## WHAT TO DO
Write every line below out again exactly, images omitted.
***
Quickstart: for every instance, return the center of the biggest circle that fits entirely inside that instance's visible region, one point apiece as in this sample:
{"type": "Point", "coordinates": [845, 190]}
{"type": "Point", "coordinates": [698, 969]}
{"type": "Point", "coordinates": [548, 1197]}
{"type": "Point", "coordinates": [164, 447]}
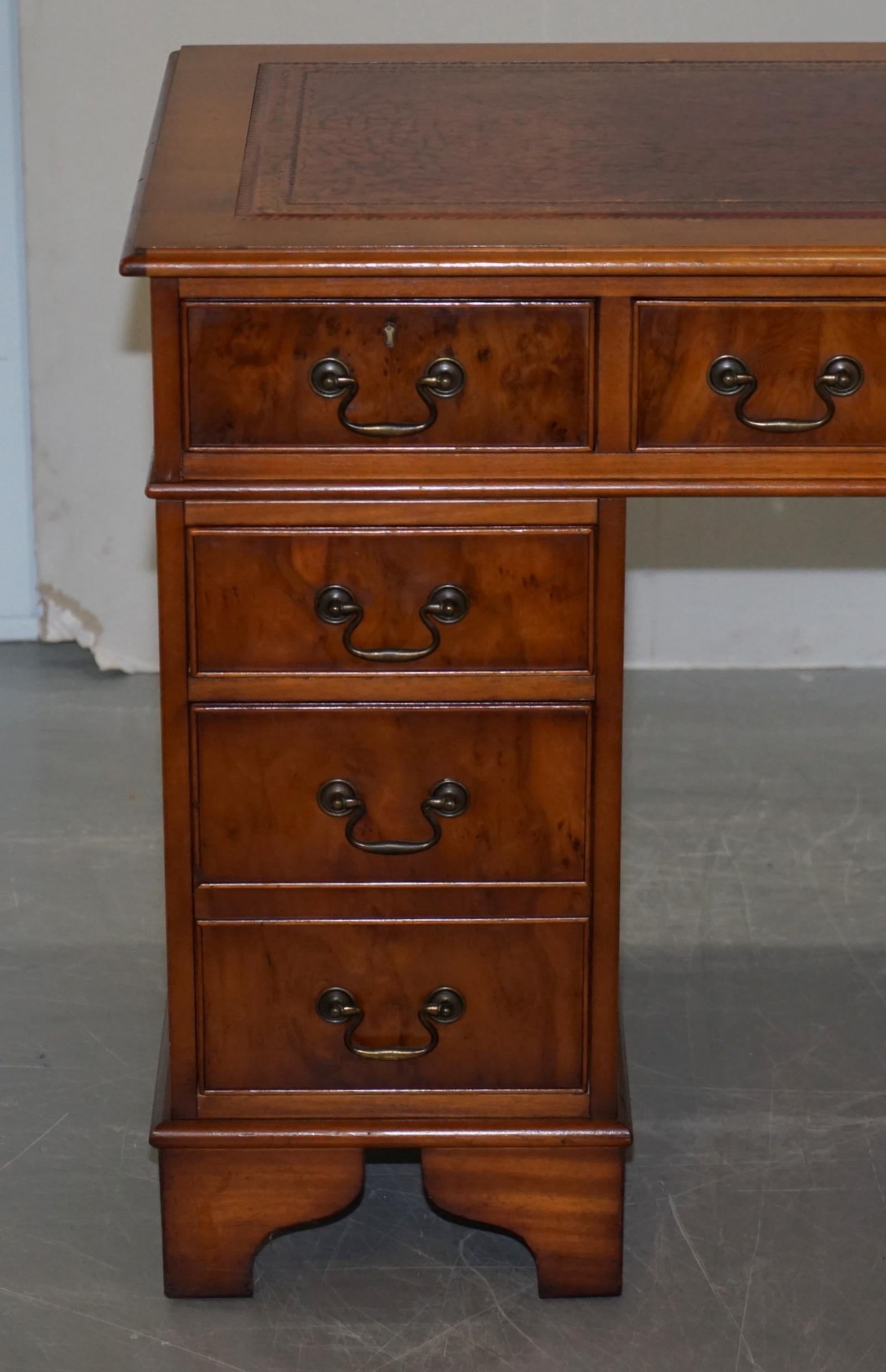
***
## SOLUTION TO THE EXERCISE
Quickstart: for every instance, return the center of the biggest circle that fits entirely inside that instance's visible region, one point apiece as in this sample:
{"type": "Point", "coordinates": [845, 190]}
{"type": "Point", "coordinates": [698, 969]}
{"type": "Point", "coordinates": [548, 1197]}
{"type": "Point", "coordinates": [164, 447]}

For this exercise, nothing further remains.